## [Tarefa proposta]
Formate como tabela Markdown somente o trecho que vai da linha que contém "green stem the system should track." até a linha que contém "[8,236,500,332]", com as duas incluídas. Use as colunas n, com o número de ordem, e Linha, com o texto, e omita as linhas em branco e as imagens.

## [Linhas fornecidas]
* * * * * * *
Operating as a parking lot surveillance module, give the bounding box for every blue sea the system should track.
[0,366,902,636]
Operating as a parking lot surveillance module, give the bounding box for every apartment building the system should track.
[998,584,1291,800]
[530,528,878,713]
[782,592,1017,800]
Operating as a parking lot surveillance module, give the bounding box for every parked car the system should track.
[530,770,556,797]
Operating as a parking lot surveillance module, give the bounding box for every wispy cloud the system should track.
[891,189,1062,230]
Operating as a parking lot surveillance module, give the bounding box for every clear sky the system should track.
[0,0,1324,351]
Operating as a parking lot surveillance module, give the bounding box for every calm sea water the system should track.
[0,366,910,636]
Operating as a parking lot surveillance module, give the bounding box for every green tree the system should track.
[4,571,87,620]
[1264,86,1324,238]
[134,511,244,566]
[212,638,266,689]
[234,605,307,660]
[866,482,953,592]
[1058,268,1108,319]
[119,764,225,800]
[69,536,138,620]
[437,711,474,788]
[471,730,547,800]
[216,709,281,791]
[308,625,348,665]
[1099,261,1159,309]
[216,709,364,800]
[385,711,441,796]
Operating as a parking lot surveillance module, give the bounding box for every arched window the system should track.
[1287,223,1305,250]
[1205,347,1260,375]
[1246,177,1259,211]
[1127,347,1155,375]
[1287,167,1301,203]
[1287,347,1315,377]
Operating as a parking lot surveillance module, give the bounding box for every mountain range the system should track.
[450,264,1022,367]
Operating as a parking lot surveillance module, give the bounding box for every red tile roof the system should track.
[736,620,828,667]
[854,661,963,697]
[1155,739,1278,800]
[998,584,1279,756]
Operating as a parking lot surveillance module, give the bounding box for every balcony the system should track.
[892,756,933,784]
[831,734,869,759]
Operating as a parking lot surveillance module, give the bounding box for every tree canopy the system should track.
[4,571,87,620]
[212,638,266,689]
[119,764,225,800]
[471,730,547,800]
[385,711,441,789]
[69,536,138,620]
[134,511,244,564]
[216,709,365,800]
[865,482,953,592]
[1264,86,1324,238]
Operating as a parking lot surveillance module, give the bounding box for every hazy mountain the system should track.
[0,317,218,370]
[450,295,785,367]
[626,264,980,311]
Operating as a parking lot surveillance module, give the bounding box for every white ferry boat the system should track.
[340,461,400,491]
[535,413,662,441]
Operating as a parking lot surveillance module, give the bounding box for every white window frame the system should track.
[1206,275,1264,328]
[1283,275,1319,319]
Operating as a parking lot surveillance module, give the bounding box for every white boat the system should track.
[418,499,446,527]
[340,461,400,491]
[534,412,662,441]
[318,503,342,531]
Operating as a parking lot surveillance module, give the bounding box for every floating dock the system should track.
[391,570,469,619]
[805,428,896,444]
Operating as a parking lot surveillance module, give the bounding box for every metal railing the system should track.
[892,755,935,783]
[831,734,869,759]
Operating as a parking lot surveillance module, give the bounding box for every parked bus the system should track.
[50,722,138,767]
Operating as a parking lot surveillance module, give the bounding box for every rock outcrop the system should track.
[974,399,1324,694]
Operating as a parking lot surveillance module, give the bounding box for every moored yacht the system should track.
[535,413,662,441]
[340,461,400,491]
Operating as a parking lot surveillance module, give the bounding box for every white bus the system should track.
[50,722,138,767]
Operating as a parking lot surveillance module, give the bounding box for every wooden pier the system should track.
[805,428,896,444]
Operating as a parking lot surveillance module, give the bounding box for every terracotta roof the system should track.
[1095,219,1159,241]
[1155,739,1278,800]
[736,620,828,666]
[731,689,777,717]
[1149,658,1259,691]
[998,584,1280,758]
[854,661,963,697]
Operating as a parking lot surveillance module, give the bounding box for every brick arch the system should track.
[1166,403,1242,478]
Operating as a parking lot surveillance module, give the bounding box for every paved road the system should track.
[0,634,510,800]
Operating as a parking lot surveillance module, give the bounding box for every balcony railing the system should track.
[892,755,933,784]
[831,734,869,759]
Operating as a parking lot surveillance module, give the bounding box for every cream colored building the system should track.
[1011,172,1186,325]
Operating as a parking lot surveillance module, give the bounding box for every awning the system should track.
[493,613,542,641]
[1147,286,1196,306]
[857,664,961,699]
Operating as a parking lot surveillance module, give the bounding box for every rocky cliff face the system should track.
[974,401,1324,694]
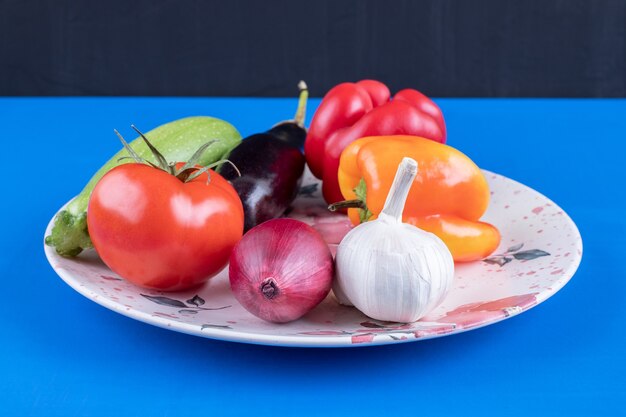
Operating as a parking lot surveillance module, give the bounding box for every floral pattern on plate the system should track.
[45,167,582,347]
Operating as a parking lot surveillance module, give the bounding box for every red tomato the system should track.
[87,163,243,291]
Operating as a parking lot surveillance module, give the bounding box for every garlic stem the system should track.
[379,157,417,222]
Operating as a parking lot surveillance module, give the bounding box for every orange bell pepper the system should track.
[330,135,500,262]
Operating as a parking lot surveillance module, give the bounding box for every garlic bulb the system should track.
[334,158,454,322]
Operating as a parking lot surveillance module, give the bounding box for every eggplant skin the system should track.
[221,133,305,232]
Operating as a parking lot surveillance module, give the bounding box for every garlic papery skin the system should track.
[335,158,454,323]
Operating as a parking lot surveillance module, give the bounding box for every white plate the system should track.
[44,171,582,347]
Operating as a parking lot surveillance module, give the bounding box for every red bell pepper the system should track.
[304,80,446,204]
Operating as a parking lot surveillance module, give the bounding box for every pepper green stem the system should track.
[293,81,309,127]
[328,198,365,211]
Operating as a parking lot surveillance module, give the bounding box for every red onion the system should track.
[229,219,334,323]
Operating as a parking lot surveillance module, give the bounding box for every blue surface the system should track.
[0,98,626,417]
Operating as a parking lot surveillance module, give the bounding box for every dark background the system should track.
[0,0,626,97]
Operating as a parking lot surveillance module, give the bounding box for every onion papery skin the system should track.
[229,218,334,323]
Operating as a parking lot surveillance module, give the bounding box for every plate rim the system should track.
[43,169,584,348]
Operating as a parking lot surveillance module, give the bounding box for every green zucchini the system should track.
[45,116,241,257]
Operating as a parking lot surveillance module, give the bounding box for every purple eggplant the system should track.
[220,82,308,232]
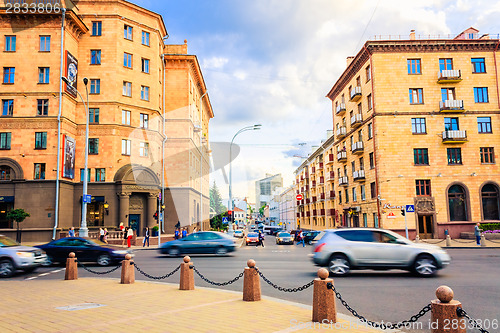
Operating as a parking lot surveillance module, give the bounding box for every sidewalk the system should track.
[0,278,380,333]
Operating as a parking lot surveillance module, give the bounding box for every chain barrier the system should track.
[76,259,122,275]
[255,268,314,293]
[134,262,181,280]
[327,282,431,330]
[457,307,489,333]
[193,266,244,287]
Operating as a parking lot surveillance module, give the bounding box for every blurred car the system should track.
[312,228,451,276]
[276,231,293,245]
[159,231,236,257]
[0,235,47,278]
[36,237,134,266]
[245,232,259,245]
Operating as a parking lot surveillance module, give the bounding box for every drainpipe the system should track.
[52,8,66,239]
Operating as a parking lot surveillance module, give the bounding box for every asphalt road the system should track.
[8,236,500,332]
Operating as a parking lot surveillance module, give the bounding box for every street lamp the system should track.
[61,76,89,237]
[227,124,262,236]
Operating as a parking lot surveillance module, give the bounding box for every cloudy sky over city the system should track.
[132,0,500,202]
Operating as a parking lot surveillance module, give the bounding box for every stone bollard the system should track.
[243,259,260,302]
[312,268,337,323]
[120,254,135,284]
[430,286,468,333]
[179,256,194,290]
[64,252,78,280]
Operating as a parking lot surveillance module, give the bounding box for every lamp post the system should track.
[61,76,89,237]
[227,124,262,236]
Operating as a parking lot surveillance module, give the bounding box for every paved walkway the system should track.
[0,278,380,333]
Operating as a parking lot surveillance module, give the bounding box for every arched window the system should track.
[448,185,467,221]
[481,183,500,220]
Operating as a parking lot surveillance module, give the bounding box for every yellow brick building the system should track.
[296,28,500,238]
[0,0,213,240]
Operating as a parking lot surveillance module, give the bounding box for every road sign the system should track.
[406,205,415,213]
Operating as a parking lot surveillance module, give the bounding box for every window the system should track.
[33,163,45,179]
[122,110,130,125]
[2,99,14,116]
[141,58,149,74]
[413,148,429,165]
[411,118,427,134]
[447,148,462,164]
[89,108,99,124]
[123,81,132,97]
[92,21,102,36]
[36,99,49,116]
[479,147,495,164]
[471,58,486,73]
[474,87,488,103]
[407,59,422,74]
[38,67,50,83]
[477,117,491,133]
[141,86,149,101]
[142,31,149,46]
[3,67,16,83]
[123,24,132,40]
[139,142,149,157]
[0,132,11,150]
[415,179,431,196]
[140,113,149,128]
[95,168,106,182]
[35,132,47,149]
[410,88,424,104]
[123,52,132,68]
[89,138,99,155]
[122,139,132,155]
[90,50,101,65]
[90,79,101,95]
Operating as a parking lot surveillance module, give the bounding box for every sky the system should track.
[131,0,500,202]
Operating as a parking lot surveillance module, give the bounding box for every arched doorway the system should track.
[481,183,500,220]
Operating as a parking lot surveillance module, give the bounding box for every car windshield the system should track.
[0,236,19,247]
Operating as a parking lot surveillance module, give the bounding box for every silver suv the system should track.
[0,235,47,278]
[312,228,451,276]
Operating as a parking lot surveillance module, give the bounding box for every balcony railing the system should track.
[439,99,464,112]
[443,130,468,143]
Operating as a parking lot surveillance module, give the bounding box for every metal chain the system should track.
[134,262,181,280]
[327,283,431,330]
[76,259,122,275]
[193,266,244,286]
[255,268,314,293]
[457,307,489,333]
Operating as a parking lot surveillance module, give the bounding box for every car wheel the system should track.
[328,254,351,276]
[0,259,16,278]
[97,254,111,266]
[413,254,437,277]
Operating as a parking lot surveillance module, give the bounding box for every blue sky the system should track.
[132,0,500,202]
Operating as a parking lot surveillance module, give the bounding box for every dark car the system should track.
[36,237,133,266]
[159,231,236,257]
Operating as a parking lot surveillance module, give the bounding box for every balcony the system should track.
[352,170,365,181]
[351,87,361,102]
[335,103,345,116]
[443,131,469,143]
[337,151,347,162]
[438,69,462,83]
[351,141,365,155]
[337,126,347,139]
[439,99,465,112]
[351,113,363,128]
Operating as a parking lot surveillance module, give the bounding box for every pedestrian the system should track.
[127,228,134,247]
[142,227,149,247]
[474,222,483,246]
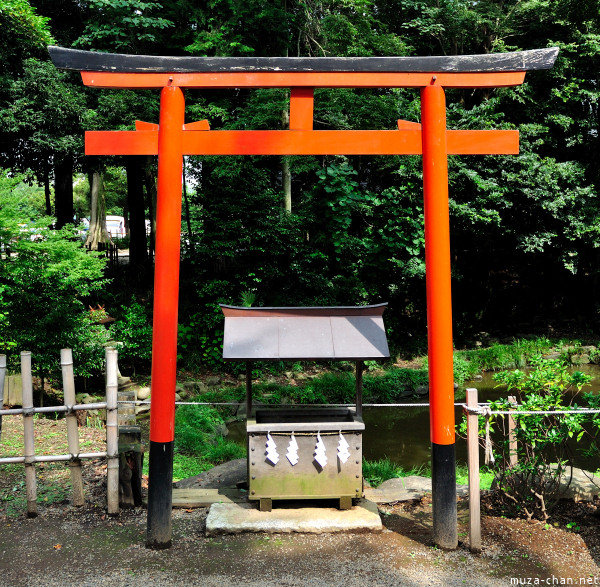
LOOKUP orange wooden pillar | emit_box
[146,86,185,549]
[421,82,458,549]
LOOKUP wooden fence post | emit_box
[106,347,119,515]
[0,355,6,440]
[21,351,37,518]
[60,349,84,507]
[467,389,481,552]
[508,395,518,469]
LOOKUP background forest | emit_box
[0,0,600,374]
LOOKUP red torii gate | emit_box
[49,47,558,549]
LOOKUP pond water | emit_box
[363,365,600,470]
[230,365,600,470]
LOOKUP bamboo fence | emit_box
[0,348,119,517]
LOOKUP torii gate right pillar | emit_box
[421,76,458,549]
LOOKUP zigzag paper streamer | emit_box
[314,432,327,469]
[265,432,279,465]
[285,432,300,467]
[338,431,350,463]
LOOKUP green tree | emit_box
[0,177,107,384]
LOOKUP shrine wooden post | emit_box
[49,47,558,549]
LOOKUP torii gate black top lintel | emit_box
[48,46,558,73]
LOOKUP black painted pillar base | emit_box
[146,440,173,550]
[431,443,458,550]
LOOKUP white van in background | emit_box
[106,215,125,238]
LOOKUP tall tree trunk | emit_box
[44,163,52,216]
[281,110,292,214]
[85,170,110,251]
[183,157,196,256]
[54,156,73,228]
[126,156,148,266]
[144,155,156,259]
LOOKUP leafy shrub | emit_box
[482,357,590,519]
[0,224,107,377]
[362,458,403,487]
[364,367,428,403]
[110,298,152,370]
[175,405,245,465]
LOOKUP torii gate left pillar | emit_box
[50,47,558,549]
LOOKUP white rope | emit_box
[484,408,496,465]
[464,404,600,416]
[117,400,438,408]
[116,400,600,416]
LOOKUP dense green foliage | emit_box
[0,0,600,369]
[462,357,600,519]
[0,172,108,375]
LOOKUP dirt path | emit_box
[0,500,600,587]
[0,421,600,587]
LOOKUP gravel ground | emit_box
[0,494,600,587]
[0,421,600,587]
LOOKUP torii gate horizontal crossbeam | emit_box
[85,130,519,155]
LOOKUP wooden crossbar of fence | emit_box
[0,348,119,517]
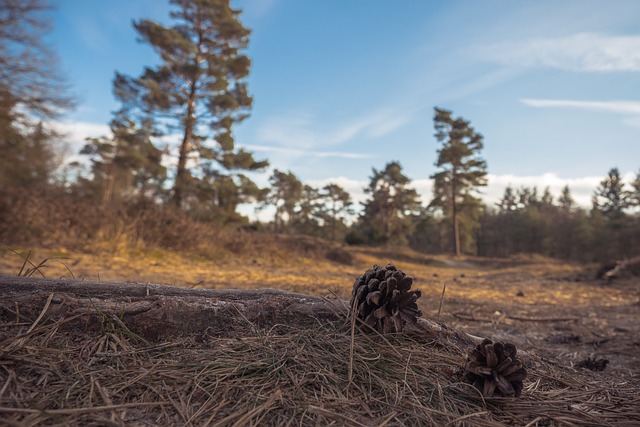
* * * * * * *
## [Resultado]
| n | Linha |
|---|---|
| 1 | Operating as a parking lot surveillance module, give the bounding box for every pepper green stem the system should track. |
| 2 | [293,81,309,127] |
| 3 | [328,198,365,211] |
| 4 | Operating as a parking lot surveillance module, give the bounding box for every red onion the system should track. |
| 5 | [229,219,334,323] |
| 6 | Operating as a parking lot surveillance module, give the bounding box for every blue surface the system should track. |
| 7 | [0,98,626,417] |
| 8 | Operating as a parking lot surveillance module, give the bounding box for every dark background the system should track. |
| 9 | [0,0,626,97] |
| 10 | Operating as a parking lot surveillance module, give the bounding box for every onion papery skin the system should track. |
| 11 | [229,218,334,323] |
| 12 | Operating as a parking lot surveillance module, give the bounding box for every plate rim the system should track. |
| 13 | [43,169,584,348] |
| 14 | Operating as a parking lot surveillance module, give the bounding box for every green zucchini the system should track. |
| 15 | [45,116,241,257] |
| 16 | Operating as a parking lot surveillance module, give the bounding box for every purple eggplant the system should track. |
| 17 | [220,82,308,232] |
| 18 | Operating as a parking lot surveillance module, give the bounding box for every sidewalk the system should track. |
| 19 | [0,278,380,333] |
| 20 | Operating as a parking lot surveillance module, give the bounding box for every chain barrier the system should track. |
| 21 | [76,259,122,275] |
| 22 | [255,268,314,293] |
| 23 | [134,262,181,280] |
| 24 | [327,282,431,330] |
| 25 | [457,307,489,333] |
| 26 | [193,266,244,287] |
| 27 | Operating as a parking lot surveillance module, give the bounding box for every blurred car the system should track. |
| 28 | [312,228,451,276] |
| 29 | [276,231,293,245] |
| 30 | [159,231,236,257] |
| 31 | [0,235,47,278] |
| 32 | [36,237,134,266] |
| 33 | [245,232,259,245] |
| 34 | Operating as a parking lot surveillance module, give the bounding box for every drainpipe the system should track. |
| 35 | [52,8,66,239] |
| 36 | Operating as a parking lot surveillance module, give the bounding box for every asphalt road the system should track. |
| 37 | [8,236,500,332] |